*PROBLEM DESCRIPTION*
Transcribe the passage of the news release below on the genome-mapping technique, starting at "Credit: OHSU/Kristyna Wentz-Graff" and ending at "other disease areas.".

*EXTRACT TO READ*
----

News Release

New genome-mapping technique opens new avenues for precision medicine

OHSU study in Nature Methods could improve cancer treatment

Peer-Reviewed Publication

Oregon Health & Science University

Andrew Adey and Kristof A. Torkenczy

image: Andrew Adey and Kristof A. Torkenczy work in their research laboratory at Oregon Health & Science University in Portland. view more 

Credit: OHSU/Kristyna Wentz-Graff

OHSU scientists have uncovered a method for quickly and efficiently mapping the genome of single cells within the body. Their findings, to be published Jan. 30 in the journal Nature Methods, clears the way for a significant advance in precision medicine, including cancer, and many other disease areas.

Single-cell genome sequencing has proved valuable for detecting variations within cells, particularly within tumors. However, the lack of an efficient, cost-effective method to map the genome of large numbers of single cells has made it difficult to conduct the kind of robust analysis necessary to characterize the specific genetic makeup of cancerous tumors affecting individuals, or other cell types in the body.

----

*INFORMATION PROVIDED*
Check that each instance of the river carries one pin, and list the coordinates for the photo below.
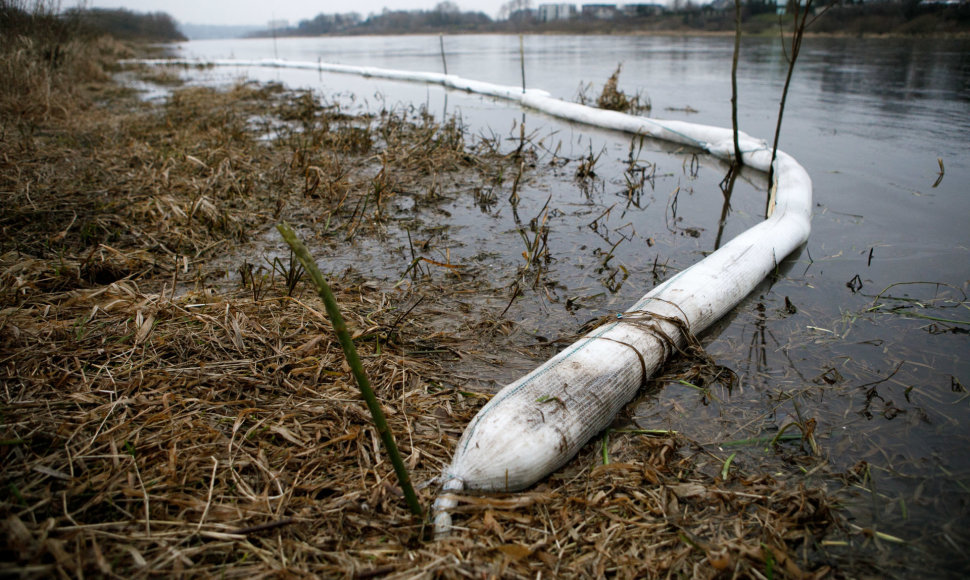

----

*ANSWER SPACE*
Credit: OHSU/Kristyna Wentz-Graff

OHSU scientists have uncovered a method for quickly and efficiently mapping the genome of single cells within the body. Their findings, to be published Jan. 30 in the journal Nature Methods, clears the way for a significant advance in precision medicine, including cancer, and many other disease areas.